Directions for this task:
Copy each line from the entries that the word "stadium" appears in.
BEGIN Data supplied
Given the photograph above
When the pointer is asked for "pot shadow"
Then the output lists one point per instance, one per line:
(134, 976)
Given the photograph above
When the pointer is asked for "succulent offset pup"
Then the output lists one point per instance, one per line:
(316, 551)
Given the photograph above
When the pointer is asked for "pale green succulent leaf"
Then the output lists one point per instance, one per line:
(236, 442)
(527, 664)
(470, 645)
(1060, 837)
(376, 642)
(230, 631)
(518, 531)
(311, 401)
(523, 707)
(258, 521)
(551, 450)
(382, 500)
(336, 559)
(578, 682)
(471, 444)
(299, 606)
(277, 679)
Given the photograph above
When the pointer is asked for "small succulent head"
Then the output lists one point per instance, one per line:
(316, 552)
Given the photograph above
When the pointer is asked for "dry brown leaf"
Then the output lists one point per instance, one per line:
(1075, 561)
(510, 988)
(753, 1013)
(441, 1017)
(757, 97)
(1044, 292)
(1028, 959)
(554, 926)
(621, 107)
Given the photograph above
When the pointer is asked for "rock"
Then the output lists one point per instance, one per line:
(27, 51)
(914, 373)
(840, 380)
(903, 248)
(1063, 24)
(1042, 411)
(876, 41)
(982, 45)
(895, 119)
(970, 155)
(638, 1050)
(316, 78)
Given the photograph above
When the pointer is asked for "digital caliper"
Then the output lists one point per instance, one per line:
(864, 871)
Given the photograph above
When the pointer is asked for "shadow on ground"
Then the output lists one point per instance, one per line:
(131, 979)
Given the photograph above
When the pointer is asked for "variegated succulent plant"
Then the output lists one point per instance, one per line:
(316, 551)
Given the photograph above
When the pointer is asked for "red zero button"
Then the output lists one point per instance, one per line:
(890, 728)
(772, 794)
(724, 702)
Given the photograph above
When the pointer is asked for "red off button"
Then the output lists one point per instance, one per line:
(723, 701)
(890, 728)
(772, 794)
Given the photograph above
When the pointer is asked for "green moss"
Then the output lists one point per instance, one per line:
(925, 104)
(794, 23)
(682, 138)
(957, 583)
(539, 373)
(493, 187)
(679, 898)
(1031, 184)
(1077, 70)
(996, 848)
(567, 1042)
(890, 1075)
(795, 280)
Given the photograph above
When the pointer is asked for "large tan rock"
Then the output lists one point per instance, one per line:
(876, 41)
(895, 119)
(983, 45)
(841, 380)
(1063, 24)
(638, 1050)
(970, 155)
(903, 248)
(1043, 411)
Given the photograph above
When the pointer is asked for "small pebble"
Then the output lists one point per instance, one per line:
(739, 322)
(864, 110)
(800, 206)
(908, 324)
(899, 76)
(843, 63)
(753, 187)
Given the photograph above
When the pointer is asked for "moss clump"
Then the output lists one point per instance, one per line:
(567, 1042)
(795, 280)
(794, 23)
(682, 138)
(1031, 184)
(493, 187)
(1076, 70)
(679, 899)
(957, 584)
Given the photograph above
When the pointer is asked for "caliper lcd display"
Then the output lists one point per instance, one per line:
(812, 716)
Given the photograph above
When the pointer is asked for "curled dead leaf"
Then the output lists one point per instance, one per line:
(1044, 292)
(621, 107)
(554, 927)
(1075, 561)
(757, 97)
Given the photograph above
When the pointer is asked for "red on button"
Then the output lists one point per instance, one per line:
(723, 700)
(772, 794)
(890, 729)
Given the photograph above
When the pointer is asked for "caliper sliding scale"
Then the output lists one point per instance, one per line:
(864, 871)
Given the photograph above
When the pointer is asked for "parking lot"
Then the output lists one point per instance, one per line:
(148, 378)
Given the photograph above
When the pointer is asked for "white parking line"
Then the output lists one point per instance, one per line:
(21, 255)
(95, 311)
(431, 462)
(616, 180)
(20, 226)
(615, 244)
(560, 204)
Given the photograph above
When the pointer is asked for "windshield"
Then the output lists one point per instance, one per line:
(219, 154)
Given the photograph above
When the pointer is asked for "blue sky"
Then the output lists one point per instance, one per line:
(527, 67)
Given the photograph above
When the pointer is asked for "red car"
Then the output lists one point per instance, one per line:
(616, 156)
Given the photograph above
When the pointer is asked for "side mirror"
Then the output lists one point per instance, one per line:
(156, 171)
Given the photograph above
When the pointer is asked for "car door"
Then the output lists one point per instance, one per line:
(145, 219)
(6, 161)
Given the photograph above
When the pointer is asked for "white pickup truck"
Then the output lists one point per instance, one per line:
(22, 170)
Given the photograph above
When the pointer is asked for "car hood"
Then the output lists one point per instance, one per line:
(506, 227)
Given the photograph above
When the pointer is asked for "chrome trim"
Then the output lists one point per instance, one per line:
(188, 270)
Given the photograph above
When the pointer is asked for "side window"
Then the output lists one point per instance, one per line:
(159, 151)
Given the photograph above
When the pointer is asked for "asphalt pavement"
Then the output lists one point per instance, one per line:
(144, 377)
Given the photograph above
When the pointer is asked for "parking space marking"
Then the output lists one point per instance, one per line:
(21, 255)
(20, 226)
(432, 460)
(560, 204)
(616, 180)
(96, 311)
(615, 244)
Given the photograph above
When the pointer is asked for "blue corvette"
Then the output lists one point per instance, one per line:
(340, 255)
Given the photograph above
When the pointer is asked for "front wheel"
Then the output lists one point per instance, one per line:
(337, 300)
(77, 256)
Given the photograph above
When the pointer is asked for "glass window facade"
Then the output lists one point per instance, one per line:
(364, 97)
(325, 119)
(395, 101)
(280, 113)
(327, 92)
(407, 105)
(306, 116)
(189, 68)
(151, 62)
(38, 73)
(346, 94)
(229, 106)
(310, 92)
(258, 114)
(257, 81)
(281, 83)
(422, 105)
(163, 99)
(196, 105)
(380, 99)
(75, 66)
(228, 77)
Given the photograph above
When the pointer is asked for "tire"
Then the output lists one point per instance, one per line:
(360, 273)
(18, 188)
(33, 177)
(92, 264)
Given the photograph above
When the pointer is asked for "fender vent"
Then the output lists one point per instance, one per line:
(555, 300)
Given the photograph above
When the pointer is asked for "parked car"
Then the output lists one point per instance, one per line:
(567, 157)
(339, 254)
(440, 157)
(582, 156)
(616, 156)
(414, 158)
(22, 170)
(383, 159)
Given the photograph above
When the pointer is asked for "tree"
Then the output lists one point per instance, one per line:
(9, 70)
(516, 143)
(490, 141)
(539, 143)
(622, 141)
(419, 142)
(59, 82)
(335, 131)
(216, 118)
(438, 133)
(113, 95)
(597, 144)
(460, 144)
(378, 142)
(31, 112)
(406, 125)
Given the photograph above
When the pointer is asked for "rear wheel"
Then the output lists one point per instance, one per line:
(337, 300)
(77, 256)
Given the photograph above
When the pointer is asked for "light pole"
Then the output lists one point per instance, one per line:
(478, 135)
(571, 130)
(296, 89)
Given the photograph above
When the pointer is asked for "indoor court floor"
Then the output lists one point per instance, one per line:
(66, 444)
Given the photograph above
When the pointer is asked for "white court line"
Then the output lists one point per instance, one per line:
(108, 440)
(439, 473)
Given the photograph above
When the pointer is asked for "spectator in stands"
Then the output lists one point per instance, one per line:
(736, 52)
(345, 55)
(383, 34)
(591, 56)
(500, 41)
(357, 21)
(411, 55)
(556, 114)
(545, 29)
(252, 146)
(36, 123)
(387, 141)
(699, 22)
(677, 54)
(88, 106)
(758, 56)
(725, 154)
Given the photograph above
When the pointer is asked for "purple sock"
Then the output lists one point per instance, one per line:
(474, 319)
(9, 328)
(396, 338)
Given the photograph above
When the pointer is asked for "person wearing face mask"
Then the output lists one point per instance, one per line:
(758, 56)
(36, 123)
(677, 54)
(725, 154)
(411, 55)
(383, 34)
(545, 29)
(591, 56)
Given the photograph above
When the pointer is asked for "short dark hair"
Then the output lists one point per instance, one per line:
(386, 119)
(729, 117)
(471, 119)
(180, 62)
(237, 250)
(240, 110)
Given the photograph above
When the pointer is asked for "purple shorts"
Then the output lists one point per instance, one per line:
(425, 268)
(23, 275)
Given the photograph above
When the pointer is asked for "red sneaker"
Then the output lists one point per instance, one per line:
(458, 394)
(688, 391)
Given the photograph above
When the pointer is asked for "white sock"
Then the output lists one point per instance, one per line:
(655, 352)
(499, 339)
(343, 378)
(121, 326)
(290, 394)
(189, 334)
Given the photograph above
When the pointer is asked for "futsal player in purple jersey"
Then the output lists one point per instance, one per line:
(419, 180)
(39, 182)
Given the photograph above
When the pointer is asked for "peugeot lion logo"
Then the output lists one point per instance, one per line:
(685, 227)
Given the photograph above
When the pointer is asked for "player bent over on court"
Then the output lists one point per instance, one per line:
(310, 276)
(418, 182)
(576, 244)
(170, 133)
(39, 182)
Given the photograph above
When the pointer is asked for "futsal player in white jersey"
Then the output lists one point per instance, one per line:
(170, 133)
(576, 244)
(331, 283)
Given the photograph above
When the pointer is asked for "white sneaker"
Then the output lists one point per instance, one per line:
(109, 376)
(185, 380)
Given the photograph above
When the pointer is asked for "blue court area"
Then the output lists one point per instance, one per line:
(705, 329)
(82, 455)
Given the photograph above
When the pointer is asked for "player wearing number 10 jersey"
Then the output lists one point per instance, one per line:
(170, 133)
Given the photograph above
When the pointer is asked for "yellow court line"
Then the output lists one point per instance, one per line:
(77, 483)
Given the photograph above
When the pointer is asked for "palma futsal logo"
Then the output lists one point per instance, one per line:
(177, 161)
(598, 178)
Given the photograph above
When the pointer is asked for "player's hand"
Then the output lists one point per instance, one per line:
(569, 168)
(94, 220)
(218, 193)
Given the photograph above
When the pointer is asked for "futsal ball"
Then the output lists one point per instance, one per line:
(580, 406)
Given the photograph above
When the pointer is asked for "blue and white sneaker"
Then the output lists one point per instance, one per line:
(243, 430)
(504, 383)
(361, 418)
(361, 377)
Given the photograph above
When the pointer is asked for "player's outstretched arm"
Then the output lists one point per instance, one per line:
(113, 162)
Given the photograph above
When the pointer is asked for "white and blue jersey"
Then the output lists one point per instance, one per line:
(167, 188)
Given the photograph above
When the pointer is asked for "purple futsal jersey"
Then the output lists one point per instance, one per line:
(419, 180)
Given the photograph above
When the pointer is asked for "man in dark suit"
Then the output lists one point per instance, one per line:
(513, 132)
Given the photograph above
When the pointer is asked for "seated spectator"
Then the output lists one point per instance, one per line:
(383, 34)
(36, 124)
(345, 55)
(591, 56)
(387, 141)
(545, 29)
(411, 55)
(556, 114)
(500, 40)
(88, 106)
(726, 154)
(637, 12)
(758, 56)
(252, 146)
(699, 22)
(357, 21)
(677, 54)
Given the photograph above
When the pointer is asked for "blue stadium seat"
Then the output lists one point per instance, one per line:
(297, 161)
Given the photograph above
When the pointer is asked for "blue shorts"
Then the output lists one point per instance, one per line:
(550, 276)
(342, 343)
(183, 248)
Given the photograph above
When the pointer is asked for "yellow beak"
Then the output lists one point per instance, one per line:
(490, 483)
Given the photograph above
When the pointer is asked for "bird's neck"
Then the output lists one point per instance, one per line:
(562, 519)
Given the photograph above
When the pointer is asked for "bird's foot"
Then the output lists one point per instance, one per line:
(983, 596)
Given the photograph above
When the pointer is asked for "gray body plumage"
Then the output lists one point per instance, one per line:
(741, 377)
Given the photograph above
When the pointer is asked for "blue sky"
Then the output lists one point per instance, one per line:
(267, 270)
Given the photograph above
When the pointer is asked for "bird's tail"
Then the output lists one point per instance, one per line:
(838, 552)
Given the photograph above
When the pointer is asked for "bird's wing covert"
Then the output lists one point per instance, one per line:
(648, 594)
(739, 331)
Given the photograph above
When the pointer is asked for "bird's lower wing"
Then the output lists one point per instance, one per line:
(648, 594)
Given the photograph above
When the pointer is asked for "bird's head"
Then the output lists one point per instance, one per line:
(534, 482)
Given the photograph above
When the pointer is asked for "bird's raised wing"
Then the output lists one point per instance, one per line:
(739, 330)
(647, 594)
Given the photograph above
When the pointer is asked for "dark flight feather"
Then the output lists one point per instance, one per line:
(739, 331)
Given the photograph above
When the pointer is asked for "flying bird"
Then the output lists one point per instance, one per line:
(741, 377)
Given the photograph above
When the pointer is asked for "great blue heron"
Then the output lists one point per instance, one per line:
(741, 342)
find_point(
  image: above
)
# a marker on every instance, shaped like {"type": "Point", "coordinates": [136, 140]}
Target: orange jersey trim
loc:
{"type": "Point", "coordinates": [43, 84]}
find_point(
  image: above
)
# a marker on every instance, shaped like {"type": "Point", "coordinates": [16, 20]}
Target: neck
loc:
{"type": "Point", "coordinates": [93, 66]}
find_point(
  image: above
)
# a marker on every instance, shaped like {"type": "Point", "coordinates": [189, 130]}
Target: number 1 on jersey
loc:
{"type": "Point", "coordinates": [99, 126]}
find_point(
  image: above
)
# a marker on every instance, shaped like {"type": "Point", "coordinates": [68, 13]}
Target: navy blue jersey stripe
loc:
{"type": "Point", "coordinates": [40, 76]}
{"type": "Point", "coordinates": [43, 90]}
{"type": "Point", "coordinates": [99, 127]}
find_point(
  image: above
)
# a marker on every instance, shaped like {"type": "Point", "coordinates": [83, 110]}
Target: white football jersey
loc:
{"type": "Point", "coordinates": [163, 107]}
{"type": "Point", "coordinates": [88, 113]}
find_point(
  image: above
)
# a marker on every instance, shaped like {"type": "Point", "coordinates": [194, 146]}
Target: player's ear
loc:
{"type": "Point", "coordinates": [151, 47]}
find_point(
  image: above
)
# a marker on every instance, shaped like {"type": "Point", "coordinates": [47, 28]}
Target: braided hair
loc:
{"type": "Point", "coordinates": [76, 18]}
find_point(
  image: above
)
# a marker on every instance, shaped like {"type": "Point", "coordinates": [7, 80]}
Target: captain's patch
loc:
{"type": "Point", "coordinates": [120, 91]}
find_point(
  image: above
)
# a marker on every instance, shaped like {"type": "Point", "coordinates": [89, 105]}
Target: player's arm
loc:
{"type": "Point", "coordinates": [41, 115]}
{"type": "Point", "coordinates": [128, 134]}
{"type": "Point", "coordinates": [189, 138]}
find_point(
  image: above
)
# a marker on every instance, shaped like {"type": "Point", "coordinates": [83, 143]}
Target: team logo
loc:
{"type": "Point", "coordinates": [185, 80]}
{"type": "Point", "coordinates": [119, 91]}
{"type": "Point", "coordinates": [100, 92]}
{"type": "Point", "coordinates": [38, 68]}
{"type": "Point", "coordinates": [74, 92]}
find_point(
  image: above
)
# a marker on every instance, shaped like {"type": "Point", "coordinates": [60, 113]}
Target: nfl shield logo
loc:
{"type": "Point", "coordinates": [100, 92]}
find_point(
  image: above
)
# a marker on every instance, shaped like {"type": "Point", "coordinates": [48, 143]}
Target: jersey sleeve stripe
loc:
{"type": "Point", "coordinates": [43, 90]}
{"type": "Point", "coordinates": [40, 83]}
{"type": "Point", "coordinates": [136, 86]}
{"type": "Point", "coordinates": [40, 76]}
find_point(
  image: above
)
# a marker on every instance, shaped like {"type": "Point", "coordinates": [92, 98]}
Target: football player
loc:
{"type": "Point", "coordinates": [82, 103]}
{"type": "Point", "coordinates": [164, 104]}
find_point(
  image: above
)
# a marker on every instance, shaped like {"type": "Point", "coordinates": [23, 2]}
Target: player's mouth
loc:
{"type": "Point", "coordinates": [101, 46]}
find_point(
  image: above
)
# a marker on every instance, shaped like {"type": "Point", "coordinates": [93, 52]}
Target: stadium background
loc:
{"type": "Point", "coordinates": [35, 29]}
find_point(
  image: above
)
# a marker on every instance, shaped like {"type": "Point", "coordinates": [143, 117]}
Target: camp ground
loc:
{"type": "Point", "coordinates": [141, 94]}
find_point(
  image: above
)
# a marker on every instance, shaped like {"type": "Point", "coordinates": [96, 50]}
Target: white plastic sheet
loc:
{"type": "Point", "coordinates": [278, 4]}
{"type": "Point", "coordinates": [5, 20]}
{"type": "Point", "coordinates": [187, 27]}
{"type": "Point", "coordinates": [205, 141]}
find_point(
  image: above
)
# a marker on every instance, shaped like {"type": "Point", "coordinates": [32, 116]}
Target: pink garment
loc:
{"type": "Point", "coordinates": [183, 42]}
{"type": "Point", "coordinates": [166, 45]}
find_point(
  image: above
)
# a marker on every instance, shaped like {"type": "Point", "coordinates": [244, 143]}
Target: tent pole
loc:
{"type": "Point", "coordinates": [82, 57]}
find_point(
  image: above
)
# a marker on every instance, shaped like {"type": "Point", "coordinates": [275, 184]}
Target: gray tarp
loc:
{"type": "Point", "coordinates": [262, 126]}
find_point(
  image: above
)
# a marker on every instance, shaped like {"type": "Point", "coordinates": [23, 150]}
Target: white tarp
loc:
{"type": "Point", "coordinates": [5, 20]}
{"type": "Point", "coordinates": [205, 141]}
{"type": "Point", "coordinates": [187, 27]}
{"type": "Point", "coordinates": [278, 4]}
END Data supplied
Response to this exercise:
When the pointer is asked for "blue stadium seat"
Target: stadium background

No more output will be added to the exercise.